» Information given
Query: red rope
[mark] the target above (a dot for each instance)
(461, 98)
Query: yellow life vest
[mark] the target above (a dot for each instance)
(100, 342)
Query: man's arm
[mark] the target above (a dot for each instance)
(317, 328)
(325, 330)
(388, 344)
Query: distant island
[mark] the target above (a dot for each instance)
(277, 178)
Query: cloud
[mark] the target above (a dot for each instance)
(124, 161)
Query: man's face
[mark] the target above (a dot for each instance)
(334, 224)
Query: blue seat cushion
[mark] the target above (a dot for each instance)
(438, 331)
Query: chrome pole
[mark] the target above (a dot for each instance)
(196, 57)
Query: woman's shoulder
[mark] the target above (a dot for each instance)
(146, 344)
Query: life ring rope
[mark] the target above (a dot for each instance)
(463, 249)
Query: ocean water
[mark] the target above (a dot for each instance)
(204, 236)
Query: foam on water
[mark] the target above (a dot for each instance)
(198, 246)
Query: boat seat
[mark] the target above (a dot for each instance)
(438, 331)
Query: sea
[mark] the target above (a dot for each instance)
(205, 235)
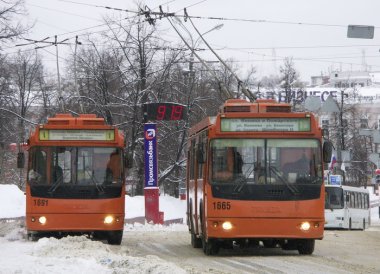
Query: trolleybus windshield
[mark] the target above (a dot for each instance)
(75, 172)
(242, 168)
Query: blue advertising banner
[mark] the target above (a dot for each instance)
(150, 152)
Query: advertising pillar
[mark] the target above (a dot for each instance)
(151, 190)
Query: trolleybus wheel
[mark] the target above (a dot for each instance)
(306, 247)
(195, 241)
(115, 237)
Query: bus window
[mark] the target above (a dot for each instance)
(37, 166)
(334, 198)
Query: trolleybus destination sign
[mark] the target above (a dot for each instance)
(77, 134)
(265, 124)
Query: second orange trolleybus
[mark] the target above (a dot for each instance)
(255, 176)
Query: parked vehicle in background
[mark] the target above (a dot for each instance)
(347, 207)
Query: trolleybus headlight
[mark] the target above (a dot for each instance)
(305, 226)
(227, 225)
(42, 220)
(108, 219)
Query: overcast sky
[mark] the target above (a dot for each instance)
(263, 34)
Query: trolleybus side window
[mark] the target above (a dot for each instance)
(192, 159)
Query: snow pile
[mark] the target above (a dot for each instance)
(75, 255)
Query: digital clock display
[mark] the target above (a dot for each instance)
(164, 111)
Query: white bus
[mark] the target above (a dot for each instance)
(347, 207)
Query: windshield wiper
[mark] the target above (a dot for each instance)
(56, 184)
(240, 181)
(98, 186)
(292, 188)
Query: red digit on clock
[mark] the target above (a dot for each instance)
(161, 110)
(176, 113)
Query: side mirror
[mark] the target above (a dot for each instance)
(128, 160)
(20, 160)
(327, 151)
(200, 155)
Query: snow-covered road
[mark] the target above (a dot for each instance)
(158, 249)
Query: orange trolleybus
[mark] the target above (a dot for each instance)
(255, 177)
(75, 181)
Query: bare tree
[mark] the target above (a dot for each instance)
(289, 76)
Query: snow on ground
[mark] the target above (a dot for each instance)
(81, 255)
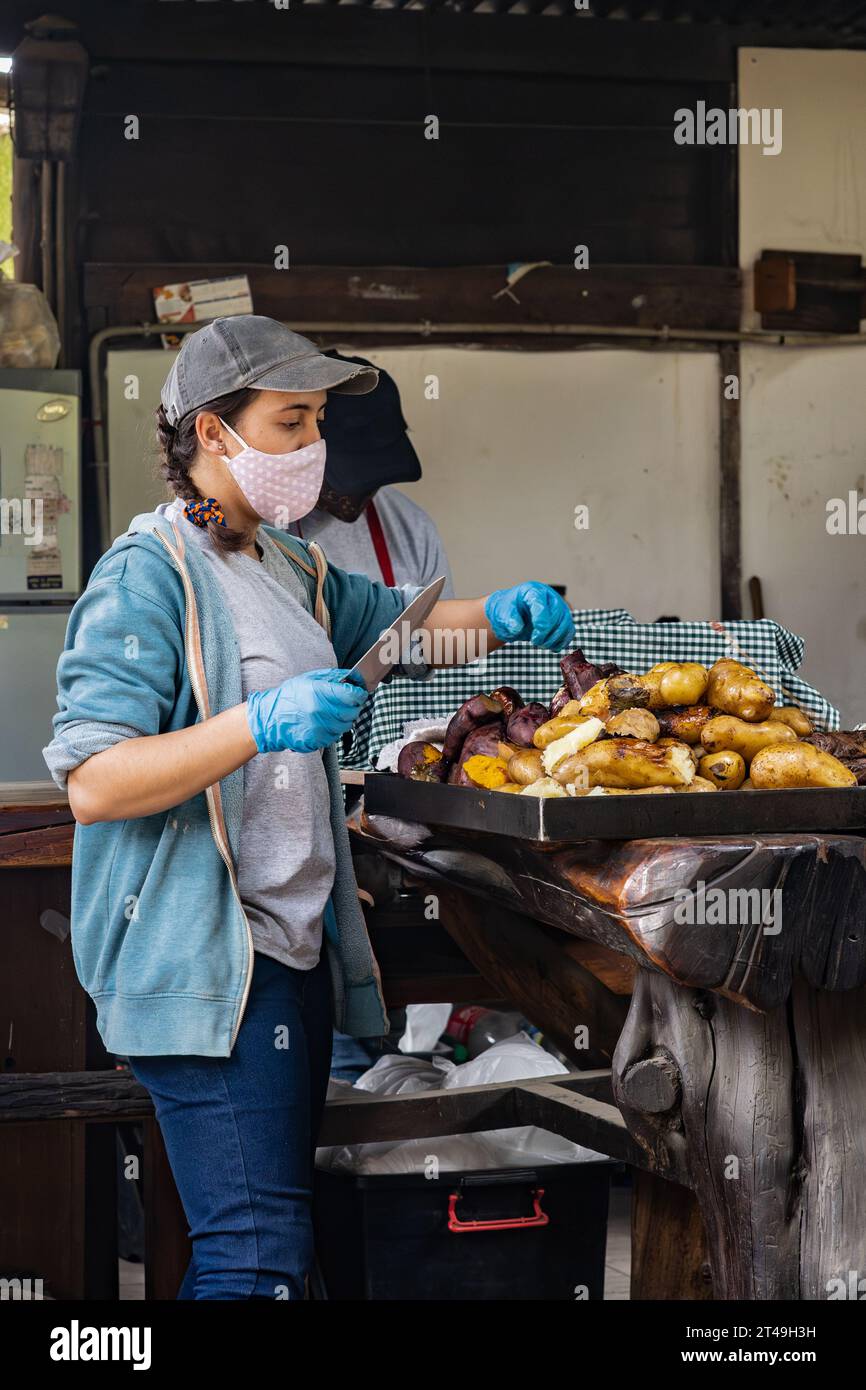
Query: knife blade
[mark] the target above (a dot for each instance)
(374, 666)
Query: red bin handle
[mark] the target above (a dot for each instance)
(538, 1218)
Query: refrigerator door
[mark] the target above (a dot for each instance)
(31, 641)
(39, 485)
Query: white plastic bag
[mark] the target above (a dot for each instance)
(424, 1026)
(512, 1059)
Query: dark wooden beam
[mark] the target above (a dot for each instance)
(367, 38)
(635, 296)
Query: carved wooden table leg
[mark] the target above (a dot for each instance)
(762, 1115)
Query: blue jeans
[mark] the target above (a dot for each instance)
(241, 1137)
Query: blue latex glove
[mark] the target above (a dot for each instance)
(305, 713)
(533, 613)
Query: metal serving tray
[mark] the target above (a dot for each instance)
(617, 818)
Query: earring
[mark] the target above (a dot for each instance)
(203, 512)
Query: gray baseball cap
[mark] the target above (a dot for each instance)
(253, 350)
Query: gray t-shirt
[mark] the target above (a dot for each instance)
(287, 858)
(417, 555)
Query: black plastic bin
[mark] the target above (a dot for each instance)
(542, 1233)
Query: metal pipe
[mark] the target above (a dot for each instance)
(60, 246)
(705, 338)
(46, 232)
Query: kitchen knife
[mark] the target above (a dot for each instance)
(373, 666)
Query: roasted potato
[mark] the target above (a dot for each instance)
(558, 727)
(630, 763)
(615, 694)
(791, 715)
(676, 683)
(701, 784)
(726, 731)
(679, 742)
(572, 742)
(685, 722)
(634, 723)
(524, 767)
(736, 690)
(724, 769)
(798, 765)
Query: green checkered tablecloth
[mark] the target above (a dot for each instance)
(605, 635)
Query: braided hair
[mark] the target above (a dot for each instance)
(178, 448)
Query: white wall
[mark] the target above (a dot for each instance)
(517, 439)
(804, 412)
(513, 444)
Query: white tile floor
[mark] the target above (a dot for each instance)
(617, 1261)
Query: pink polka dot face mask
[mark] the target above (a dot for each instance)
(280, 487)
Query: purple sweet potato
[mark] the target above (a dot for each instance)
(580, 674)
(421, 762)
(524, 722)
(474, 713)
(483, 740)
(559, 699)
(508, 698)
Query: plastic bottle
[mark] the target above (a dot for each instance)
(476, 1029)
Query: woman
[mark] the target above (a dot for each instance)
(214, 913)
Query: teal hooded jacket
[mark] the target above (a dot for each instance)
(160, 938)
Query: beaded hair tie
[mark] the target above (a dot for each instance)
(203, 512)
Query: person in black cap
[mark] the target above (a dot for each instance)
(363, 523)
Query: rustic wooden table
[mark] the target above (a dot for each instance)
(740, 1066)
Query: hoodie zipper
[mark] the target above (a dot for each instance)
(214, 806)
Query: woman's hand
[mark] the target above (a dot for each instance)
(533, 613)
(305, 713)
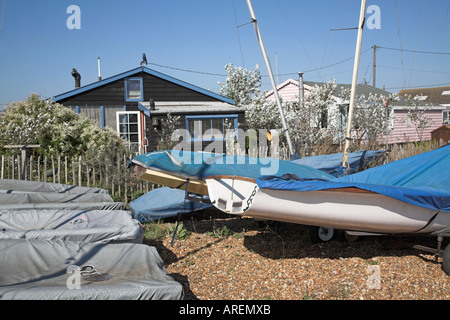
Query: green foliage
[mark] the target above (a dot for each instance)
(181, 232)
(57, 128)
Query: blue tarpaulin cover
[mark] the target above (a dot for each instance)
(163, 203)
(331, 163)
(422, 180)
(200, 165)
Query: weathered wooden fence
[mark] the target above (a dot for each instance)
(109, 172)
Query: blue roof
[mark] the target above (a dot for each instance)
(131, 72)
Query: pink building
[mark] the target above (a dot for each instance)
(402, 129)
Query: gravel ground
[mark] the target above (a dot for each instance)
(233, 258)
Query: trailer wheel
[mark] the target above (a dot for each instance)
(321, 234)
(446, 260)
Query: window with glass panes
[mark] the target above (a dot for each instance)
(210, 127)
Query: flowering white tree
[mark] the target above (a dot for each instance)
(371, 117)
(55, 127)
(241, 84)
(417, 116)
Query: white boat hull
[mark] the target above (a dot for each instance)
(346, 209)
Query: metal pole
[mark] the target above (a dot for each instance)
(348, 137)
(269, 69)
(374, 65)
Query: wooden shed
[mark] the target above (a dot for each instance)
(136, 104)
(441, 133)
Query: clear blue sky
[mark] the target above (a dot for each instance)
(38, 51)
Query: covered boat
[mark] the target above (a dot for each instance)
(406, 196)
(174, 168)
(332, 163)
(64, 270)
(165, 202)
(100, 226)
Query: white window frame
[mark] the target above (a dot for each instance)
(139, 125)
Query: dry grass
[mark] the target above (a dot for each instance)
(232, 258)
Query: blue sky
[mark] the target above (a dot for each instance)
(38, 51)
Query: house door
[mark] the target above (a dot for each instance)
(129, 128)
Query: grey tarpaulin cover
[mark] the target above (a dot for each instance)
(44, 269)
(19, 191)
(70, 225)
(68, 206)
(36, 186)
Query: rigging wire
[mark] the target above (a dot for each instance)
(297, 38)
(400, 40)
(417, 40)
(238, 35)
(3, 15)
(415, 51)
(442, 36)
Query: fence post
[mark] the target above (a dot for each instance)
(39, 168)
(3, 166)
(79, 170)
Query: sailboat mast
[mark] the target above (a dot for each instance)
(269, 69)
(348, 137)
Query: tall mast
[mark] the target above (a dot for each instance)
(269, 69)
(348, 137)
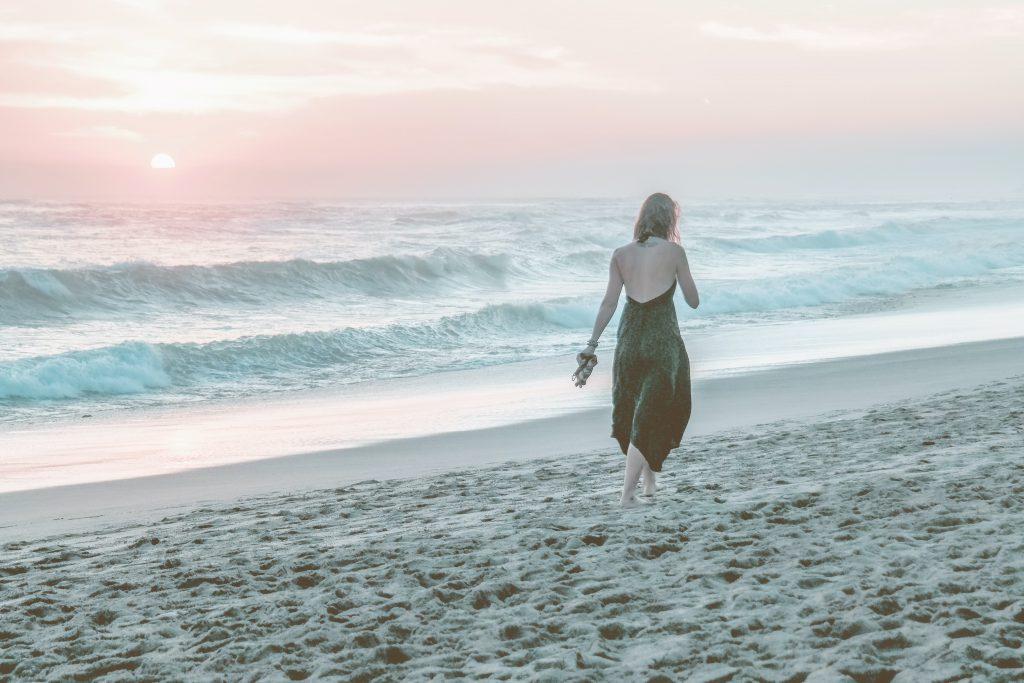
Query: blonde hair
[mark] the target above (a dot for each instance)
(659, 217)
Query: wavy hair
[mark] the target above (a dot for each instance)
(659, 217)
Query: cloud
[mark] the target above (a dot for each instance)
(269, 68)
(911, 30)
(812, 39)
(109, 132)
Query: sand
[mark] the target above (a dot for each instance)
(721, 403)
(873, 545)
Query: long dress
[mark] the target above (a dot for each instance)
(650, 385)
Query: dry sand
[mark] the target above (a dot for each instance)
(870, 546)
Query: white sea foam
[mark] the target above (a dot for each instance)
(203, 301)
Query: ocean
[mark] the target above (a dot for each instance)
(117, 307)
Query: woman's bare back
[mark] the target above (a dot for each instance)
(648, 268)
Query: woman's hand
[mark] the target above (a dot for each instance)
(589, 351)
(586, 359)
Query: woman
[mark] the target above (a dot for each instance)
(650, 388)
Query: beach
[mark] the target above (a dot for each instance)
(296, 454)
(878, 541)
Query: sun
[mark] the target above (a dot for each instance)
(162, 161)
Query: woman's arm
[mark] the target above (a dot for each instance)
(686, 281)
(608, 304)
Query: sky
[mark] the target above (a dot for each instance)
(480, 98)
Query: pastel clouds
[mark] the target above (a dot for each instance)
(267, 68)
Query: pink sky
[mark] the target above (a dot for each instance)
(459, 98)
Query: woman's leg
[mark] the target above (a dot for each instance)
(634, 465)
(648, 479)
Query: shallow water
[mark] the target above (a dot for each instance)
(105, 306)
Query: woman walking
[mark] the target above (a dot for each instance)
(650, 388)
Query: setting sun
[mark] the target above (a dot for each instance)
(162, 161)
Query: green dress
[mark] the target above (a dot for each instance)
(650, 379)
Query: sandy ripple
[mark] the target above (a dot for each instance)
(879, 546)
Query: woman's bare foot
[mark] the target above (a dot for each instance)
(649, 486)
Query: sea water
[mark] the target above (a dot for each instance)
(107, 308)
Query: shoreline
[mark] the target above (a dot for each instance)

» Problem description
Transcribe, word for word, the lines of the listing above from the one that contains "Query: red digit on clock" through the one that contains "Query: roasted potato", keeping both ends and dropping the pictures.

» Solution to the problem
Query: red digit on clock
[mark] the target above (a dot for each instance)
(161, 110)
(176, 113)
Query: side mirror
[mark] the target above (a dot for each instance)
(128, 160)
(20, 160)
(327, 151)
(200, 155)
Query: snow-covered road
[mark] the target above (a dot for each instance)
(158, 249)
Query: orange trolleybus
[mark] the target above (a dot for each instance)
(255, 177)
(75, 181)
Query: bare tree
[mark] the target above (a dot for each instance)
(289, 76)
Query: snow on ground
[mark] the target above (a dot for each instance)
(81, 255)
Query: knife blade
[mark] the target above (a dot for each instance)
(374, 666)
Query: red bin handle
[mark] the target above (a dot for each instance)
(538, 1218)
Query: refrigerator door
[mark] the target above (a dot for each instance)
(31, 641)
(39, 485)
Query: white plastic bag
[mark] the target above (a dot for each instance)
(424, 1026)
(512, 1059)
Query: dark wooden beam
[mark] the target above (a dot for each instance)
(367, 38)
(635, 296)
Query: carved wooden table leg
[mark] the target above (a dot for each instance)
(762, 1115)
Query: blue jeans
[mark] the target above (a dot for each instance)
(241, 1137)
Query: blue latex glove
[mark] the target above (a dot for each instance)
(305, 713)
(533, 613)
Query: metal serving tray
[mark] the target above (a dot for each instance)
(617, 818)
Query: earring
[mark] the target above (a dot for each instance)
(203, 512)
Query: gray baseball cap
[mark] the target above (a dot for each instance)
(253, 350)
Query: gray t-shirt
[mark] the target above (a dot for each instance)
(287, 858)
(417, 555)
Query: black plastic bin
[mark] the target above (a dot for each instance)
(542, 1233)
Query: metal pipe
[mark] the target above (a dot for each instance)
(60, 246)
(705, 338)
(46, 232)
Query: kitchen knife
[mark] the target above (a dot for each instance)
(373, 666)
Query: roasted potato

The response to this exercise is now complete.